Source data

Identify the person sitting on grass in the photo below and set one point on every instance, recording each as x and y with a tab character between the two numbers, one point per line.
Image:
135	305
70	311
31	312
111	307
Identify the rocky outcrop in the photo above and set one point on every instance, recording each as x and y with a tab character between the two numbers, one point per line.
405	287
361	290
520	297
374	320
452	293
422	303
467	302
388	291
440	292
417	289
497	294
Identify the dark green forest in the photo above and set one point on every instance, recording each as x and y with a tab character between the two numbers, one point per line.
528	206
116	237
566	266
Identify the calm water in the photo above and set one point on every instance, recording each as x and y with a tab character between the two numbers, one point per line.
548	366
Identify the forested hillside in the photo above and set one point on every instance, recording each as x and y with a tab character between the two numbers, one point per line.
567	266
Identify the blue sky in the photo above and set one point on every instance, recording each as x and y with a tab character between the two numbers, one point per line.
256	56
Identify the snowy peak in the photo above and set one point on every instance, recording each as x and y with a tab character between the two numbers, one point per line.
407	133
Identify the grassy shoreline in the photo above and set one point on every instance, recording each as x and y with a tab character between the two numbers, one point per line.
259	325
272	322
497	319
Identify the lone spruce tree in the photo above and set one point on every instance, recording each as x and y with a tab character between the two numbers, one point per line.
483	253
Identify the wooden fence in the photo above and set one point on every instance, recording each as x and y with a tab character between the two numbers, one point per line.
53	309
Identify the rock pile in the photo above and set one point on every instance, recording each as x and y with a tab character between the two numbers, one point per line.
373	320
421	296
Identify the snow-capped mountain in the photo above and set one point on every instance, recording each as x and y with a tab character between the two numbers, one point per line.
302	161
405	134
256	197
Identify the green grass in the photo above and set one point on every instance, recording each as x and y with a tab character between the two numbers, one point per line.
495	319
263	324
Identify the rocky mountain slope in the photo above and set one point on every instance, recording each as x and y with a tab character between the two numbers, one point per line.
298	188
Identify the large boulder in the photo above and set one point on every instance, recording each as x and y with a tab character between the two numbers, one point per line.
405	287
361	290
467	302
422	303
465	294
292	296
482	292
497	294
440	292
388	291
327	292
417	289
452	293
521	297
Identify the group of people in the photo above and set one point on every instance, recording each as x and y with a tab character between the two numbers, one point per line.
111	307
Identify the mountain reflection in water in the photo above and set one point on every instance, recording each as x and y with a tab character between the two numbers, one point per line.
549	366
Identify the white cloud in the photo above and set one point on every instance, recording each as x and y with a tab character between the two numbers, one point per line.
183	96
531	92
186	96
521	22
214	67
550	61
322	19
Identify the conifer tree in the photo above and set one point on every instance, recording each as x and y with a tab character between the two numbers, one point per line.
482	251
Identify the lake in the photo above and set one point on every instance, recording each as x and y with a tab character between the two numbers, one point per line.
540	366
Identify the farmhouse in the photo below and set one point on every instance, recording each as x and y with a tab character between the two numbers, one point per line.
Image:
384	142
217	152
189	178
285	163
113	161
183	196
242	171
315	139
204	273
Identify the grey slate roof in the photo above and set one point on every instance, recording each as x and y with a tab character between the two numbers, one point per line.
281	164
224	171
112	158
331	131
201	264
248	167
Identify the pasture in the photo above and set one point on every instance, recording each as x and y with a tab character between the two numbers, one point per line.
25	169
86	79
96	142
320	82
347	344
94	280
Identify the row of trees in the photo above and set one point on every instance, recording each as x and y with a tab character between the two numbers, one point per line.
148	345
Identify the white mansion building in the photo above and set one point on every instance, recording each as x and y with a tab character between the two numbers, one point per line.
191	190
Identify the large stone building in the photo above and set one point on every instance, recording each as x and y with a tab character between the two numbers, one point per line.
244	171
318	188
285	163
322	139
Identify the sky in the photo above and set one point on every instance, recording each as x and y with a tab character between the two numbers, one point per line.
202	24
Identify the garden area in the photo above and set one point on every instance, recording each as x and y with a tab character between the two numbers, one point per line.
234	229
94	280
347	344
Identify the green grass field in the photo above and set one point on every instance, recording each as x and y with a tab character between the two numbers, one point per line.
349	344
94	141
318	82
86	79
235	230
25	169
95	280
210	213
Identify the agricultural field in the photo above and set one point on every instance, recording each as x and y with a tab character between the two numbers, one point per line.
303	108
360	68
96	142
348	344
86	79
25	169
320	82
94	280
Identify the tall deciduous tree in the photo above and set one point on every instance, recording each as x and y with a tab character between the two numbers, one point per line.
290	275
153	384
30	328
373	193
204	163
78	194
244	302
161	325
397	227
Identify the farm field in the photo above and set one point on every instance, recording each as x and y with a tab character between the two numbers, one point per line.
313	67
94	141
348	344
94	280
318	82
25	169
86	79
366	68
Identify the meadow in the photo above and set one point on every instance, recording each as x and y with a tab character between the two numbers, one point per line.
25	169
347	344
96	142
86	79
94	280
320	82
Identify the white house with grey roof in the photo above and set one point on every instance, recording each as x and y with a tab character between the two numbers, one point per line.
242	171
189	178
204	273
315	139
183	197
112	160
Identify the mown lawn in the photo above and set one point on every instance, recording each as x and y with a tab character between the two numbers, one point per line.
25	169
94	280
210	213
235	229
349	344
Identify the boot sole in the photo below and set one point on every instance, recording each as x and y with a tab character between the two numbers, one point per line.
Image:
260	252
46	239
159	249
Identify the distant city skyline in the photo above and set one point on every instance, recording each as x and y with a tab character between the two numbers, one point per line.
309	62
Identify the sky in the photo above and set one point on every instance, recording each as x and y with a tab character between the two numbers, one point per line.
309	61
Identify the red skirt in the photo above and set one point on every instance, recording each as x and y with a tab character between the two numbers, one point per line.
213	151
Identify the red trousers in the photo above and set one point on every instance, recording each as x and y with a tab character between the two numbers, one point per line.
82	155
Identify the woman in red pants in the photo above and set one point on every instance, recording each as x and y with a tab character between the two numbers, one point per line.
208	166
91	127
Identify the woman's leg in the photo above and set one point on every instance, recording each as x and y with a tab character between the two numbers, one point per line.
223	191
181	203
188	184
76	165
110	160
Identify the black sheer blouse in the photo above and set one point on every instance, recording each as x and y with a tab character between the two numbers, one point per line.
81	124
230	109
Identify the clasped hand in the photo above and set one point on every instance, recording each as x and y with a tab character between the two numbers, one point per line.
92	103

AIM: Format every line of the material above as a numbered list, omitting any blank lines.

SOLUTION FOR THIS PROBLEM:
1. Identify the person sitting on grass in the photo below and set one point on every instance, recording each as x and y with a tab character between the two numbers, one point per line.
2. Image:
3. 135	305
4. 70	311
5. 31	312
6. 111	307
7. Identify the rocky outcrop in the photo above and set one point on every instance, recording each as x and y with a tab character between the two numbers, one point per line.
8. 405	287
9. 361	290
10. 520	297
11. 374	320
12. 452	293
13. 422	303
14. 467	302
15. 388	291
16. 440	292
17. 417	289
18. 497	294
19. Identify the dark green forest in the photo above and set one point on every instance, recording each as x and y with a tab character between the two numbers, one point per line.
20. 528	206
21. 116	237
22. 566	266
23. Identify the calm water in the photo above and set one point on every instance, recording each as x and y with a tab character between the two numbers, one point per line.
24. 548	366
25. Identify the forested hillside in the photo above and set one point on every instance, recording each as x and y with a tab character between the two numbers, one point per line.
26. 567	266
27. Identify the blue sky in the photo above and set one point on every instance, recording each as x and y with a tab character between the two numbers, one point per line.
28. 256	56
29. Identify the snowy peak in the photo above and set one point on every instance, recording each as x and y with a tab character between the two numbers, one point per line.
30. 407	133
31. Identify the grassy shoreline in the photo above and set one point on every instance, recording each as x and y with a tab character between the two numbers, one point per line.
32. 259	325
33. 272	322
34. 497	319
35. Identify the lone spruce tree in the photo above and set one point on every instance, recording each as x and y with a tab character between the two numbers, one point per line.
36. 483	253
37. Identify the wooden fence in the photo above and set one point on every instance, recording each as x and y with a tab character between the two numbers, one point per line.
38. 53	309
39. Identify the rock pile in the photo above and set one point on every instance, recording each as x and y with a tab character between the two numbers, one point per line.
40. 373	320
41. 421	296
42. Identify the snow-capped mountain in the photo above and set one point on every instance, recording each as x and y with a tab character between the two numbers, one point per line.
43. 302	161
44. 405	134
45. 256	197
46. Identify the green grass in the photo above and set one point on every instance, recording each as x and y with a tab character between the two numbers, one point per line.
47. 495	319
48. 263	324
49. Identify the rocky mountain slope in the photo above and set one point on every instance, recording each as x and y with a tab character between the two numbers, one point per line.
50. 298	188
51. Identify the large boulder in the photo above and set one point on every instance, recording each as x and y with a tab character between the two numbers, one point per line.
52. 405	287
53. 361	290
54. 467	302
55. 422	303
56. 465	294
57. 292	296
58. 482	292
59. 497	294
60. 440	292
61. 388	291
62. 327	292
63. 417	289
64. 452	293
65. 521	297
66. Identify the group of people in the photo above and set one point on every instance, recording each as x and y with a tab character between the two numbers, one point per line.
67. 111	307
68. Identify the mountain reflection in water in the photo above and set one point on every instance, recording each as x and y with a tab character between the two numbers, one point per line.
69. 549	366
70. Identify the white cloud in the photo above and set one point on every instance, recording each as x and y with a tab character between the two numbers, one point per line.
71. 183	96
72. 531	92
73. 186	96
74. 521	22
75. 214	67
76. 550	61
77. 322	19
78. Identify the conifer tree in the photo above and set one point on every instance, recording each as x and y with a tab character between the two numbers, one point per line.
79. 482	251
80. Identify the lake in the photo above and set one point on every instance, recording each as x and y with a tab character between the two numbers, one point per line.
81. 540	366
82. Identify the farmhouse in the photo below and set one point on every instance, recording each as x and y with a tab character between the two numbers, one point per line.
83. Image:
84. 384	142
85. 217	152
86. 189	178
87. 285	163
88. 113	161
89. 183	196
90. 242	171
91. 315	139
92. 204	273
93. Identify the grey slate roof in the photo above and set one point on every instance, recording each as x and y with a tab character between the two numbers, one point per line.
94. 281	164
95. 224	171
96. 112	158
97. 331	131
98. 201	264
99. 248	167
100. Identify the pasture in the photo above and set one point on every instance, recording each as x and y with a tab character between the two numbers, one point per line.
101. 25	169
102. 86	79
103. 96	142
104. 320	82
105. 347	344
106. 94	280
107. Identify the row of trees in the photo above and set one point on every instance, recording each as x and y with a tab character between the two numbers, one point per line.
108. 148	345
109. Identify the white mansion building in the photo above and set one point on every instance, recording each as x and y with a tab character between the two numbers, one point per line.
110. 191	190
111. Identify the large stone building in the photo above and set one point on every instance, recording each as x and y with a tab character between the two numbers, one point per line.
112. 244	171
113. 318	188
114. 285	163
115. 322	139
116. Identify the sky in the photo above and set one point on every instance, recording each as x and y with a tab character between the two numbers, one point per line.
117. 202	24
118. Identify the garden area in the photo above and set one point on every instance, recording each as x and y with a tab character between the two numbers, one point per line.
119. 234	229
120. 94	280
121. 347	344
122. Identify the green grass field in the photo above and set one point on every instance, recording each as x and y with a tab character between the two numbers, one point per line.
123. 349	344
124. 94	141
125. 318	82
126. 86	79
127. 235	230
128. 25	169
129. 95	280
130. 210	213
131. Identify the agricultural field in the photo above and set one point on every instance, recording each as x and y with a tab character between the two numbers, one point per line.
132. 303	108
133. 360	68
134. 96	142
135. 348	344
136. 86	79
137. 25	169
138. 320	82
139. 94	280
140. Identify the tall deciduous tree in the photo above and set one point on every instance, recording each as x and y with a tab character between the two numbers, one point per line.
141. 290	275
142. 153	384
143. 30	328
144. 373	193
145. 204	163
146. 78	194
147. 244	302
148. 161	325
149. 397	227
150. Identify the farm field in the photo above and set one point on every instance, recording each as x and y with a tab character between the two numbers, one point per line.
151. 313	67
152. 94	141
153. 348	344
154. 94	280
155. 318	82
156. 25	169
157. 86	79
158. 366	68
159. Identify the meadow in the photo above and set one point on every instance, recording each as x and y with a tab character between the two numbers, one point per line.
160. 25	169
161. 347	344
162. 96	142
163. 86	79
164. 94	280
165. 320	82
166. Identify the white house with grey roof in the photo above and set one point on every instance, recording each as x and y with a tab character between the two numbers, one point per line.
167. 242	171
168. 189	178
169. 204	273
170. 315	139
171. 183	197
172. 112	160
173. Identify the mown lawn in the photo above and set one point on every instance, recording each as x and y with a tab character between the two numbers, one point per line.
174. 25	169
175. 94	280
176. 210	213
177. 235	229
178. 349	344
179. Identify the boot sole in the photo below and set one point on every instance, recording each as x and y with a tab character between the two numbers, one point per line.
180. Image:
181. 260	252
182. 46	239
183. 159	249
184. Identify the distant city skyline in the photo above and set one point on every instance, recording each as x and y with a tab character between the two numbers, one point per line.
185. 309	62
186. Identify the sky in the photo above and set one point on every instance, recording each as x and y with a tab character between the two numbers, one point per line.
187. 309	61
188. Identify the red skirt in the photo above and set one point on every instance, recording each as x and y with a tab character between the two numbers, one point per line.
189. 213	151
190. Identify the red trousers in the photo above and set one point on every instance, recording each as x and y with a tab character between the two numbers, one point per line.
191. 82	155
192. Identify the woman in red pants in the photo above and set one point on every instance, recording each as x and y with a tab character between the two numbers, one point per line.
193. 208	166
194. 91	127
195. Identify the woman's leg in the photo above and set one point on every instance, recording each as x and y with a tab character between the two numbers, one point per line.
196. 223	191
197. 181	203
198. 188	184
199. 76	165
200. 110	160
201. Identify the black sheer blouse in the photo above and set one point on every instance, recording each as x and y with a tab character between the two numbers, one point per line.
202. 81	124
203. 230	109
204. Identify the clasped hand in the photo above and set one point on every instance, recording each as x and y with a tab character between the two numbers, one point per line.
205. 92	103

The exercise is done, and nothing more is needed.